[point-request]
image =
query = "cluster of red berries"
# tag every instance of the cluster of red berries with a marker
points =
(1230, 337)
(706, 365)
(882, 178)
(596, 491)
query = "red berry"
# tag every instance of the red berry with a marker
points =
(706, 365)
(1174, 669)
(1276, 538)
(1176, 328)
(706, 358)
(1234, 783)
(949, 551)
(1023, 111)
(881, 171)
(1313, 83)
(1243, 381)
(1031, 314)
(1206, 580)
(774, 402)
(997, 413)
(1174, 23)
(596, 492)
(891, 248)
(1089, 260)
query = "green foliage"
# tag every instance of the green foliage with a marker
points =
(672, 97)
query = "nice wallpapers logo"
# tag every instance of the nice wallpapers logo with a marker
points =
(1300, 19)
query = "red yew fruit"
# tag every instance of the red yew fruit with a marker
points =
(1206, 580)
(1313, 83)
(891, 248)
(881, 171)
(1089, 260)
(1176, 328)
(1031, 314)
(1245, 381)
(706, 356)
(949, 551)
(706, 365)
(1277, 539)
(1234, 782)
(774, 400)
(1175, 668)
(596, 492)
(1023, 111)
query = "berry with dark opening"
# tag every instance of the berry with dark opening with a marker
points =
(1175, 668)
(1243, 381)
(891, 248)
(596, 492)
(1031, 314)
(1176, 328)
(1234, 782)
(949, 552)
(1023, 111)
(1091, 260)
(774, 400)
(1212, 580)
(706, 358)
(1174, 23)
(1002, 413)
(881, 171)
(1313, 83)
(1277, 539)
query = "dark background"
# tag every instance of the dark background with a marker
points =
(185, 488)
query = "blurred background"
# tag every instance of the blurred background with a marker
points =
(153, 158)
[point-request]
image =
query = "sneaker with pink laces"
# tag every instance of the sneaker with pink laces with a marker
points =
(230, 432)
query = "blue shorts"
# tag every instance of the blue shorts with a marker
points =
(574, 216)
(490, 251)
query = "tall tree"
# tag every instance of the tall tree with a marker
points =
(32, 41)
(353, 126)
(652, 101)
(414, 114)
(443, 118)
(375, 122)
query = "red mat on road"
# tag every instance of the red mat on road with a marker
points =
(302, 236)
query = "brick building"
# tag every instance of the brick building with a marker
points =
•••••
# PROBLEM STATEMENT
Return the listing above in its exact form.

# SOLVED EXERCISE
[point-request]
image =
query = "cluster of red berries"
# tag every instance of the cluster of red berries with a marker
points =
(1230, 337)
(706, 365)
(882, 178)
(596, 491)
query = "red berry"
# tag every instance of the red berry with a marker
points =
(706, 365)
(1174, 669)
(1276, 538)
(1176, 328)
(706, 358)
(1234, 783)
(949, 551)
(1023, 111)
(881, 171)
(1313, 83)
(1243, 381)
(1031, 314)
(1206, 580)
(774, 402)
(997, 413)
(1174, 23)
(596, 492)
(891, 248)
(1089, 260)
query = "green foliage"
# tag every instance of the green foliage with a marker
points =
(672, 97)
query = "nice wallpapers logo"
# tag every instance of the nice wallpapers logo with a marker
points =
(1300, 19)
query = "red yew fruit"
# tag every instance of the red yew fruit with a marker
points =
(1206, 580)
(1313, 83)
(891, 248)
(881, 171)
(1089, 260)
(1176, 328)
(1031, 314)
(1245, 381)
(706, 356)
(949, 551)
(706, 365)
(1277, 539)
(1234, 782)
(774, 400)
(1175, 668)
(596, 492)
(1023, 111)
query = "berry with dark opening"
# tag every instance of the berry with dark opening with a marker
points =
(1175, 668)
(1243, 381)
(891, 248)
(596, 492)
(1031, 314)
(1176, 328)
(1234, 782)
(949, 552)
(1023, 111)
(1091, 260)
(774, 400)
(1212, 580)
(706, 358)
(1174, 23)
(1002, 413)
(881, 171)
(1313, 83)
(1277, 539)
query = "dark background"
# tag every instance of the dark background with a marker
points =
(185, 488)
query = "blurred background"
# tag every instance of the blurred background with a marker
points =
(153, 158)
[point-request]
image =
query = "sneaker with pink laces"
# tag every instance of the sneaker with pink laces with a marker
points =
(230, 432)
query = "blue shorts"
# tag every instance of the blue shorts with a marker
points =
(574, 216)
(490, 251)
query = "tall tree"
# tag every instance of the tall tree with a marker
points =
(32, 41)
(353, 126)
(652, 101)
(414, 114)
(443, 118)
(375, 122)
query = "red mat on road"
# tag every instance of the red mat on road with a marker
points =
(302, 236)
query = "brick building"
# tag every instance of the brick building with a marker
points =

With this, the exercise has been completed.